# Selección

--------

Como parte de esa literatura de lo cotidiano-asombroso y como buen iconoclasta que era, Piñera también se aleja de una literatura de corte intelectual, muy extendida y repetida, como la de Borges. Nada de citas eruditas y de cultas referencias a otras obras. En Piñera, la vida es como es: sencilla, corriente, sólo que vista a través de un espejo que la distorsiona, como en esas casas de los espejos en los cuales la figura humana, sin dejar de ser tal, se desfigura. Piñera conocía bien la literatura de Borges, a quien había tratado durante su estancia en Buenos Aires, pero escapa a su influencia y a su estilo, tan extendido y seguido (con toda razón) después por muchos, al igual que escapa a un barroquismo del lenguaje también muy extendido en su época. Pero no sólo escapa del autor de Ficciones, tampoco se deja atrapar por una influencia, poderosísima y aún más cercana para él, como la del José Lezama Lima de Paradiso. Nada de barroquismo en Piñera, ni tampoco nada de las complejidades estructurales de un Julio Cortázar o un Mario Vargas Llosa.

Piñera sigue su navegación, sin importarle las otras naves que cruzan por su lado y, quizá, se le adelantan. A la larga, no se quedará a la zaga. Él tiene su rumbo y quiere descubrir sus propias tierras. Como parte de ese viaje se adentra en algo que le es muy característico, el cuento corto, y nos entregará piezas brevísimas, dignas de figurar en las mejores antologías del género, como "El insomnio”, "El infierno”, escritos ambos en l946, "La montaña”, "Grafomanía”...

Tan extensa navegación lleva a Piñera a las tierras del relato policiaco. A esas mismas tierras arribó Borges, pero en Piñera, a diferencia del autor de El Aleph y de tantos otros cultivadores de este fascinante género, no hay crimen por descubrir, el criminal se declara culpable, nadie le cree y debe demostrar su culpabilidad, en especial, al detective del caso que le considera inocente. Delicioso este cuento de Piñera, "El caso Baldomero”, que, en especial, recomiendo a los lectores.

--------

(Datos extraídos de una colección)

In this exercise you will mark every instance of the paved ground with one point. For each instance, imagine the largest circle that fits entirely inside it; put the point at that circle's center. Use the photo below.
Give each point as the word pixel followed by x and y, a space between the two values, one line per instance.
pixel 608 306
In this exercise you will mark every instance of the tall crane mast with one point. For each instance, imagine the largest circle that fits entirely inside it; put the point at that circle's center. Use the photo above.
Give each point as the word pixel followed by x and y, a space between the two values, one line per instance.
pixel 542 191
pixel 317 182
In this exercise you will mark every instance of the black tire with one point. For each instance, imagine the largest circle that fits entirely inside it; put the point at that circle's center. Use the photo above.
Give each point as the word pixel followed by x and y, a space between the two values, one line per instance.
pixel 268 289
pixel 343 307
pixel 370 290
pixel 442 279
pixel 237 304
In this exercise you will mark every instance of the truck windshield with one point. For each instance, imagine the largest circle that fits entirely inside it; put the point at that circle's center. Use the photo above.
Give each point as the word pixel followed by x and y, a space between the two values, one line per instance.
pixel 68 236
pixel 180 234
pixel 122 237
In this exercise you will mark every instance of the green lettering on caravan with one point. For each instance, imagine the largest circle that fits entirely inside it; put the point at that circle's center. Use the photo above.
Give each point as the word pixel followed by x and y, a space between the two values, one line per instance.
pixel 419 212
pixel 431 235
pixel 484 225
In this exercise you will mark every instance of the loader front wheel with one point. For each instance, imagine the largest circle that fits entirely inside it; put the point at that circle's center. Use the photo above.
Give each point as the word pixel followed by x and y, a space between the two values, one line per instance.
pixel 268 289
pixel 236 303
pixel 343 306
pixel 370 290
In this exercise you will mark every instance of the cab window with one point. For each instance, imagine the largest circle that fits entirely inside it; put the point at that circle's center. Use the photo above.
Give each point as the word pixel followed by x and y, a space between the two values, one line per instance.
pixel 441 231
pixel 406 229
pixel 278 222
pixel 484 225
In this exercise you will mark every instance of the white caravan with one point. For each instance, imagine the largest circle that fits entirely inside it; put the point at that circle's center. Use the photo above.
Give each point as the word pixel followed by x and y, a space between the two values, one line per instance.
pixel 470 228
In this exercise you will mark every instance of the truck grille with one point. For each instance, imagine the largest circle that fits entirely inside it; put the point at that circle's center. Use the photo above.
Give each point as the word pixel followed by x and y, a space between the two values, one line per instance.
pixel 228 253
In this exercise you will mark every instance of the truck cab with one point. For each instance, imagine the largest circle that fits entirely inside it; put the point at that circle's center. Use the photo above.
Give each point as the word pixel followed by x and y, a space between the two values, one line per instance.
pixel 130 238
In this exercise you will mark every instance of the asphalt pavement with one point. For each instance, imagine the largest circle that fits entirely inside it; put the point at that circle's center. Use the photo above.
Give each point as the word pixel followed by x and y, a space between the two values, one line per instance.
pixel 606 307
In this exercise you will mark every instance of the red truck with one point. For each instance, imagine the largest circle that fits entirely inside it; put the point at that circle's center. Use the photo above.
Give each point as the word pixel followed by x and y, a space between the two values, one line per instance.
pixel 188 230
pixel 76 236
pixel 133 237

--------

# Ejercicios por resolver
1. Según el texto sobre Piñera, ¿en qué ciudad había tratado Piñera a Borges?
2. Por favor, escribe una continuación del texto sobre Piñera a partir de su última oración.
Los registros son un material aparte del texto sobre Piñera.

# Respuestas
1. En Buenos Aires.

2.
Con una literatura de tales características es comprensible que la narrativa de Piñera no fuera valorada debidamente en vida del autor. En los años cuarenta y aun en los inicios de los cincuenta, dominaban las narraciones regionalistas con su énfasis en lo nacional; luego, en los sesenta y los setenta, el realismo mágico y lo real maravilloso. En el caso muy concreto y especial de la Cuba revolucionaria, Piñera también debió competir contra el realismo socialista, de producción magra y no muy brillante, pero con gran respaldo estatal.

En tales terrenos no había cabido para los relatos de Piñera, que debió contentarse con un pequeño nicho al lado de autores igualmente desconocidos o ignorados en su momento, como Macedonio Fernández y Filisberto Hernández, cuyas vidas literarias me recuerdan, en cierta medida, la propia del cubano.

Esa vida de Virgilio Piñera me gustaría definirla como la de un iconoclasta. Éstos, como es sabido, pagan cara su herejía, para al final, después de muertos, convertirse a su vez en ídolos. Por el bien de Piñera, en este y en el otro mundo, esperemos que no lo transformen en un ídolo como han hecho con algunos otros narradores, sino que lo sigan recordando y leyendo como el gran escritor que fue y es, que se burló de todo y de él, en primer lugar.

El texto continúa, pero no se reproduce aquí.